───── Records supplied ─────
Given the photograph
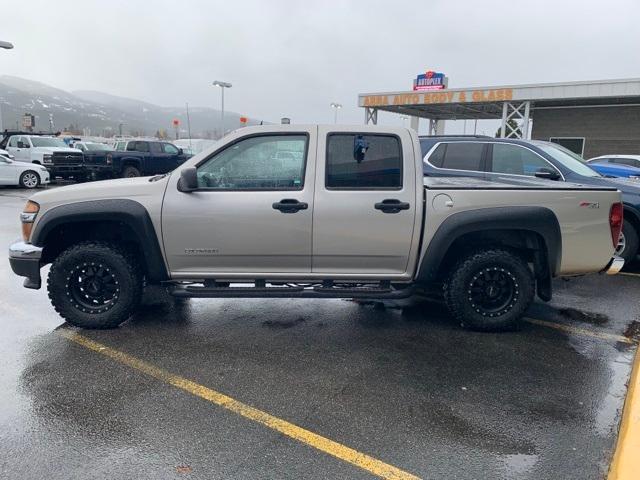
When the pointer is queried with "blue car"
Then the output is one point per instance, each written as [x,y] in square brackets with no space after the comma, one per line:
[519,160]
[616,170]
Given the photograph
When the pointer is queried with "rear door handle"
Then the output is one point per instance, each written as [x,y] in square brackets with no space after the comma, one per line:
[392,205]
[290,205]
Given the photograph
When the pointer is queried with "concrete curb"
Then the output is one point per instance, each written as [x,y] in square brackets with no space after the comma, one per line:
[626,459]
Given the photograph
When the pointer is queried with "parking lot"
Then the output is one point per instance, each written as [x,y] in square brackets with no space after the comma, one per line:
[313,388]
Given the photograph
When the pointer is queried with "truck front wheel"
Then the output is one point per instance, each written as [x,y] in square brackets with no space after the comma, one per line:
[489,290]
[95,285]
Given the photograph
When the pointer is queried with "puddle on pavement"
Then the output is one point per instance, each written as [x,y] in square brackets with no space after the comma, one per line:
[283,323]
[519,464]
[585,317]
[633,330]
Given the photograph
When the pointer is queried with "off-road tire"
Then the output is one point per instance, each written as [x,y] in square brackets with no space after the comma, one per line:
[130,172]
[123,272]
[631,243]
[501,267]
[28,175]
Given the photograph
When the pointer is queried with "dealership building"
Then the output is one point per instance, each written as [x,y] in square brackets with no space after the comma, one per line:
[591,118]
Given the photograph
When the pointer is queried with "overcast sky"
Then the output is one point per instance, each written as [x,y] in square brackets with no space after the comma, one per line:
[293,58]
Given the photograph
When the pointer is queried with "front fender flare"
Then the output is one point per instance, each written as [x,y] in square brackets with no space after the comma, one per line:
[129,212]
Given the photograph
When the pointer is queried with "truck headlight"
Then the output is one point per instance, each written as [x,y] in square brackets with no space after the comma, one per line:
[27,217]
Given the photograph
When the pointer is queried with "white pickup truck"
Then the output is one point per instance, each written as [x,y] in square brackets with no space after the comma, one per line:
[51,152]
[345,212]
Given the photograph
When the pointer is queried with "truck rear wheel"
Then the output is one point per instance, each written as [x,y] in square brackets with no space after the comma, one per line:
[95,285]
[489,290]
[628,243]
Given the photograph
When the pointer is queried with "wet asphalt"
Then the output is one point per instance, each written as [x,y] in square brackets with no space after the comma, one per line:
[400,382]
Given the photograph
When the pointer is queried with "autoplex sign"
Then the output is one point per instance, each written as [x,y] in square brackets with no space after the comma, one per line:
[447,96]
[429,81]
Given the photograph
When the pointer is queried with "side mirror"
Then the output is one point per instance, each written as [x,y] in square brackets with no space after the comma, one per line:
[188,180]
[547,174]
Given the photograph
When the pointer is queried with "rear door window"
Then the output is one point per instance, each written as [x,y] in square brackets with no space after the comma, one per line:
[516,160]
[370,162]
[463,156]
[626,161]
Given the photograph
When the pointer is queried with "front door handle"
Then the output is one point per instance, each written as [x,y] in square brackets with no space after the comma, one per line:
[392,205]
[290,205]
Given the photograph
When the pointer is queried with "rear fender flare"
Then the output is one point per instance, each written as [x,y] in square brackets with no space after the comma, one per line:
[539,220]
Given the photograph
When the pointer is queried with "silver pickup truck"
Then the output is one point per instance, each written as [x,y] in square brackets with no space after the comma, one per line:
[314,212]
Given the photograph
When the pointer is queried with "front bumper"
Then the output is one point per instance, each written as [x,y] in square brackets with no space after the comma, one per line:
[24,259]
[615,265]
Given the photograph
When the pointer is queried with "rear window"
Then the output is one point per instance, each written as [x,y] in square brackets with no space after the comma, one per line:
[463,156]
[357,161]
[437,157]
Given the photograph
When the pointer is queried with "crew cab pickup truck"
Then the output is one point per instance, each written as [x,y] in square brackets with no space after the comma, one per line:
[346,214]
[51,152]
[138,157]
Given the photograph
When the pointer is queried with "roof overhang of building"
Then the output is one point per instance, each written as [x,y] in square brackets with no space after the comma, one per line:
[487,102]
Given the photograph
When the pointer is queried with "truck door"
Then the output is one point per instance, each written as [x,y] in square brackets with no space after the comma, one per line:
[166,157]
[252,214]
[365,203]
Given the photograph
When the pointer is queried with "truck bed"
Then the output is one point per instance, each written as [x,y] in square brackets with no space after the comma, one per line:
[525,183]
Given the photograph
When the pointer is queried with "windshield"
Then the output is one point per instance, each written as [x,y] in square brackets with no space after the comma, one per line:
[97,147]
[569,159]
[47,142]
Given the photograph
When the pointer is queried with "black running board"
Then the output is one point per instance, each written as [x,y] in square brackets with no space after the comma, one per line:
[194,291]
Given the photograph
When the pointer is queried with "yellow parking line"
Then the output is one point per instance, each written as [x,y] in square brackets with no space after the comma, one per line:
[626,459]
[579,331]
[349,455]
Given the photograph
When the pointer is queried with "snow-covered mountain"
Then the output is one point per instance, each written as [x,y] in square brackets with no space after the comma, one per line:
[100,112]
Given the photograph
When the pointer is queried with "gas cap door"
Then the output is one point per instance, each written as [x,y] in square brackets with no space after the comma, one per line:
[442,202]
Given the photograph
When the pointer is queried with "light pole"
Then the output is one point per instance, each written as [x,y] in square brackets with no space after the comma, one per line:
[222,86]
[6,46]
[336,107]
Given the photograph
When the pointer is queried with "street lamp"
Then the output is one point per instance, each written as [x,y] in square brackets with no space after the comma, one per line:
─────
#### [Task brief]
Transcribe all entries above exactly. Drop the pictures.

#### [Task output]
Given the photograph
When the pointer is queried with "blue car"
Then the output is one point per instance, each written as [x,y] in square brackets with no space after the comma, one per line:
[519,160]
[616,170]
Given the photograph
When the pointer is queried with "rear door handle"
Then the output is one point per instance, each written as [x,y] in square brackets with no space after the comma, one per line:
[392,205]
[290,205]
Given the photograph
When the pointer is queried with "concrete curb"
Then the output is one point per instance, each written as [x,y] in square brackets with no space after the comma, one per line:
[626,459]
Given the photograph
When the pointer is queried with "parking lot"
Then the output is one point per instance, each written as [x,y] in square brackets with no space after the comma, one per line:
[313,388]
Given the photograph
When the pointer is queried with "truck front wheel"
Then the output is one point per instance, each written as [x,y] in square brackets with no space after the comma, one per line:
[489,290]
[95,285]
Given the photograph
When the pointer is queried with "puddle on pavement"
Then the output is one point per instance, each written as [x,y] in square brackets with no space after the comma, one per line:
[283,323]
[519,464]
[585,317]
[633,330]
Given the photograph
When the pointer is queried with "off-road tire"
Then the output is one point per instance, each written as [x,y] in square brackets with no space after the comma, one per line:
[130,172]
[123,272]
[631,243]
[501,267]
[28,175]
Given the photograph
When the pointer is queried with "dealership building"
Then the output is one point per instance, each written as [x,y] in square brackets with no space after the comma, one per line:
[591,118]
Given the photograph
When the pointer is queried with "overcast sky"
Then the output is one point per instance, each written as [x,y] in square brackets with no space after the comma, one per line:
[293,58]
Given the photograph
When the pointer is queried with "front fender flare"
Then the output is one point per instance, each written as [x,y] in square brackets with no space after the comma, one per line:
[129,212]
Given the photograph
When the pointer is queried with "truck headlight"
Then the output is one point per instance, each written as [x,y] in square brackets with no space after the comma, one per line:
[27,217]
Given the photograph
When the pointer is queried with "white pickup truck"
Then the output is one point per instance, each written as [x,y] in square brackets with no space after the comma, one per line:
[51,152]
[345,212]
Given the photograph
When the pointer is queried with "truck rear wheel"
Then the output is one point per instance, each written as [x,y] in square brackets with no space after the comma, one per line:
[95,285]
[489,290]
[628,243]
Given the photograph
When the pointer is queried with "wet asphalt"
Then the output is one point per instance, each written as [x,y] in square brackets with no space after the comma, one per line:
[400,382]
Given the photograph
When the pointer is queried with "autoplex sign"
Then the output is one point per instance, each written as [x,y] in square brackets with no space after the comma, one per line:
[447,96]
[429,81]
Given the photograph
When the pointer is queried with "side mirror"
Then the output is one point per instance, each written as [x,y] in square brackets with no space after the comma, one per line:
[188,180]
[547,174]
Given the photograph
When the pointer is queried with "rear door window"
Then the output is one point per instance, each written as [x,y] in square brackets with no space after the comma, one per line:
[516,160]
[370,162]
[463,156]
[626,161]
Given the photograph
When the pointer is queried with "front door handle"
Then the output is one point per instance, each written as [x,y] in square brackets with no space after the comma, one per line:
[392,205]
[290,205]
Given the photograph
When the pointer is queried with "rear fender flare"
Then the output is one point per instance, each written as [x,y] in square brackets with no space after the comma, one per line:
[539,220]
Given the photograph
When the pointer is queried with "silver pickup truck"
Then the output is one point per instance, each written as [x,y] in square brackets with no space after the comma, one per line:
[314,212]
Given the photograph
When the pointer is queried with "front bumper"
Then the output is one point per instance, each written as [x,y] in square brackets with no space after the comma, one per line:
[24,259]
[615,265]
Given the photograph
When the pointer is queried with "rear window"
Then the output is one point per instance, each written as [x,y] in square brackets with no space after the comma, one per line:
[463,156]
[357,161]
[437,157]
Given the photograph
When the pointer is queried with "crew cab pickup truck"
Then the output is one point per instance, each written as [x,y] in square brackets with no space after the comma, one per line:
[346,214]
[51,152]
[138,157]
Given the photograph
When the pointer is queried with "roof overhang of building"
Then the output is one point per instance, each written as [x,y] in square brackets with no space after the comma, one per line:
[487,102]
Given the photograph
When the pointer is queried with "truck door"
Then the output is one point per instance, each written as [x,y] in square brackets with no space after the comma, one per line:
[166,157]
[252,214]
[365,203]
Given the photograph
When the pointer is queried with "truck bed"
Then the output is one point per instance, each written as [x,y] in square brackets with no space after the comma, one per line:
[525,183]
Given the photograph
When the pointer is queried with "windshield"
Then the output is one point per instance, each written as [x,y] in square brackets with no space after the comma, one per line:
[97,147]
[569,159]
[47,142]
Given the photograph
When the pointer is queried with "black running board"
Then the output is one point per instance, each written as [x,y] in square brackets with no space after the comma, one per line:
[194,291]
Given the photograph
When the pointer is queried with "yellow parking line"
Then the output is one point per instance, each written as [x,y] in square brackets with no space after the comma, one per line:
[626,459]
[579,331]
[349,455]
Given the photograph
When the pointer is queried with "snow-covered mountain"
Then the output is one point per instance, each written as [x,y] in square brackets with no space after the comma, one per line:
[100,112]
Given the photograph
When the pointer is queried with "gas cap door"
Then the output is one point per instance, each written as [x,y] in square brackets with no space after the comma, one per line:
[442,202]
Given the photograph
When the pointer is queried with "light pole"
Then the output is one point per instance, each written as [x,y] in square brackets with no space after the comma, one per line:
[222,86]
[6,46]
[336,107]
Given the photograph
When the pointer is queried with "street lamp"
Then the output is one point per instance, each written as [x,y] in square brackets with no space after the comma, one per line:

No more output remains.